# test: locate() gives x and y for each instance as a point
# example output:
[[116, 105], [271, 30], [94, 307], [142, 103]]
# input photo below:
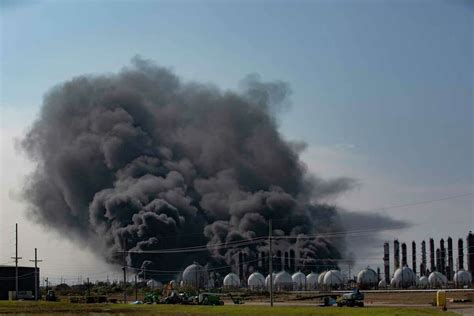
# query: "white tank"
[[256, 281], [299, 281], [392, 283], [155, 285], [404, 278], [333, 279], [312, 281], [231, 280], [321, 278], [283, 281], [423, 283], [382, 284], [462, 278], [267, 280], [195, 275], [437, 280], [367, 278]]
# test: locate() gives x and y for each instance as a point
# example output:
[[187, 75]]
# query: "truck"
[[354, 298]]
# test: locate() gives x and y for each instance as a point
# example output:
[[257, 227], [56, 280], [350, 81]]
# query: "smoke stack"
[[404, 255], [470, 253], [443, 257], [450, 269], [432, 262], [396, 254], [460, 254], [386, 261], [438, 260], [413, 255], [423, 258]]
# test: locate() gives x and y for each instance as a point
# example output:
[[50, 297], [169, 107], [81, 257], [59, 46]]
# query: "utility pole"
[[136, 288], [124, 274], [36, 273], [16, 261], [270, 254]]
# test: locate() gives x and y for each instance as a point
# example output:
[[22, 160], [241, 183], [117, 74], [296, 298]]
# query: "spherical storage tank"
[[231, 280], [423, 283], [283, 281], [462, 278], [437, 279], [367, 278], [312, 281], [404, 278], [153, 284], [392, 283], [195, 275], [321, 278], [299, 281], [267, 280], [256, 281], [382, 284], [333, 279]]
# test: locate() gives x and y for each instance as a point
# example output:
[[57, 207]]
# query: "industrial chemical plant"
[[435, 271], [441, 267]]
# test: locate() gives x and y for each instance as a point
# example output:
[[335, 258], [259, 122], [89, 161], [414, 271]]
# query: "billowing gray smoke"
[[140, 160]]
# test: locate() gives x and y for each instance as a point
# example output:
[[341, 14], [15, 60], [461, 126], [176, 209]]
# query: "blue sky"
[[382, 90]]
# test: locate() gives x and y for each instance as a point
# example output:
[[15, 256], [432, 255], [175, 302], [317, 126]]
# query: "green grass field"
[[237, 310]]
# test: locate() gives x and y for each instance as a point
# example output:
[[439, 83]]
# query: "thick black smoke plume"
[[140, 160]]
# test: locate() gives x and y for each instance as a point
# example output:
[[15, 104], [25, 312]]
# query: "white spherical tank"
[[283, 281], [404, 278], [333, 279], [299, 281], [423, 283], [437, 279], [392, 283], [382, 284], [321, 278], [153, 284], [367, 278], [462, 278], [267, 280], [312, 281], [231, 280], [256, 281], [195, 275]]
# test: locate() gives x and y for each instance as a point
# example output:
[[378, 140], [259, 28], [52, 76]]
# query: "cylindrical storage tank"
[[283, 281], [195, 275], [267, 280], [312, 281], [232, 280], [423, 283], [382, 284], [321, 279], [367, 278], [299, 281], [462, 278], [256, 281], [154, 285], [437, 280], [404, 278], [333, 279]]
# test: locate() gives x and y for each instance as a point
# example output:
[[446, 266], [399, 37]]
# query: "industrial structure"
[[26, 282], [444, 270]]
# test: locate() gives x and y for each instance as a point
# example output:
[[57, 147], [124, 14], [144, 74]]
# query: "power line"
[[418, 203]]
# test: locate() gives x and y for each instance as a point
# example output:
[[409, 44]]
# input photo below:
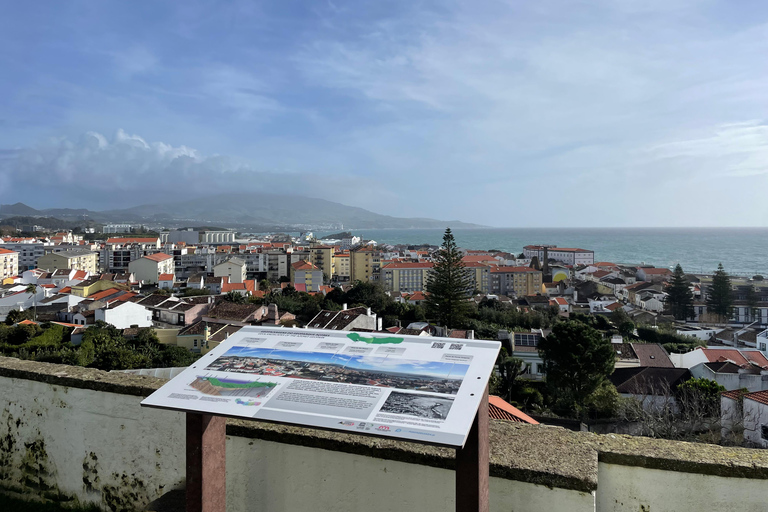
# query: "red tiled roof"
[[229, 287], [478, 259], [656, 271], [758, 396], [425, 264], [498, 409], [740, 357], [104, 293], [513, 269], [158, 257], [734, 394], [131, 240]]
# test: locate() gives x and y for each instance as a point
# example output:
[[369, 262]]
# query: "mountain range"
[[242, 211]]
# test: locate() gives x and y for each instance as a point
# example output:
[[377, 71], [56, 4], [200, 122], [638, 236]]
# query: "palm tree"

§ Work instruction
What the response needs is every entry, repeated exactly, and none of the pictures.

§ Solution to this problem
# test: locate() gives x and y for each instance as a point
# example output:
[[116, 105], [271, 30], [94, 307], [142, 103]]
# input photo below:
# query: "white tank"
[[256, 281], [299, 281], [392, 283], [155, 285], [404, 278], [333, 279], [312, 281], [231, 280], [321, 278], [283, 281], [423, 283], [382, 284], [462, 278], [267, 280], [195, 275], [437, 280], [367, 278]]
# test: locate() gives x and y for each instance as a point
# example output:
[[187, 75]]
# query: "truck"
[[354, 298]]
# test: locate() gives x and y for each instance as a point
# example output:
[[257, 227], [56, 280], [350, 81]]
# query: "smoke stack"
[[404, 255], [470, 253], [443, 257], [450, 269], [432, 262], [396, 254], [460, 254], [386, 261], [438, 260], [413, 255], [423, 258]]
# test: locate() gives x and y for each instance as a point
# example output:
[[50, 297], [169, 107], [81, 257], [59, 46]]
# query: "utility pole"
[[136, 288], [124, 274], [36, 273], [16, 261], [270, 254]]
# test: locate() gives x and y for each instance as a point
# example output:
[[22, 160], [241, 183], [117, 74], [296, 298]]
# query: "spherical storage tank"
[[231, 280], [423, 283], [283, 281], [462, 278], [437, 279], [367, 278], [312, 281], [404, 278], [153, 284], [392, 283], [195, 275], [321, 278], [299, 281], [267, 280], [256, 281], [382, 284], [333, 279]]
# test: locate() gives x and y for each instance as a point
# example output:
[[57, 207]]
# query: "industrial chemical plant"
[[435, 271], [441, 267]]
# test: locate() gives x and y for each instance as a point
# example output:
[[335, 258], [259, 122], [89, 161], [414, 271]]
# query: "billowing gray smoke"
[[140, 160]]
# test: locate() gives x and y for each instance as a point
# example output:
[[341, 14], [15, 60], [461, 126], [176, 209]]
# query: "blue sky"
[[382, 90]]
# test: locate() gives x and y for each instance as a point
# example output:
[[15, 256], [432, 255], [175, 302], [317, 126]]
# query: "green grass field"
[[237, 310]]
# test: locate() gives x and y for each instance as a point
# example output:
[[439, 83]]
# query: "thick black smoke plume"
[[140, 160]]
# test: locate() gives x and y for each instance as a point
# example output:
[[15, 104], [25, 312]]
# query: "white spherical tank"
[[283, 281], [404, 278], [333, 279], [299, 281], [423, 283], [437, 279], [392, 283], [382, 284], [321, 278], [153, 284], [367, 278], [462, 278], [267, 280], [312, 281], [231, 280], [256, 281], [195, 275]]
# test: locate() gives x and y for each instance as a point
# example output:
[[378, 140], [259, 28], [52, 76]]
# query: "cylindrical storage tank"
[[283, 281], [195, 275], [267, 280], [312, 281], [232, 280], [423, 283], [382, 284], [321, 279], [367, 278], [299, 281], [462, 278], [256, 281], [154, 285], [437, 280], [404, 278], [333, 279]]
# test: locate() gives x and y for each instance as a point
# example output:
[[446, 266], [399, 37]]
# query: "industrial structure"
[[26, 282], [444, 270]]
# test: locate() gives x and y for each instance as a point
# example output:
[[57, 147], [124, 14], [144, 74]]
# query: "power line"
[[418, 203]]
# test: locate() gives x and y for each instance as a point
# example output:
[[409, 44]]
# input photo below:
# query: "red tiled roof"
[[229, 287], [478, 259], [656, 271], [758, 396], [425, 264], [498, 409], [740, 357], [104, 293], [513, 269], [158, 257], [734, 394], [131, 240]]
# test: locate() gives x and y for each instance as a point
# example output:
[[369, 262]]
# query: "mountain range"
[[242, 211]]
# test: locate() gives x and y for each instance as a point
# example output:
[[377, 71], [56, 4], [200, 122], [638, 236]]
# query: "palm tree"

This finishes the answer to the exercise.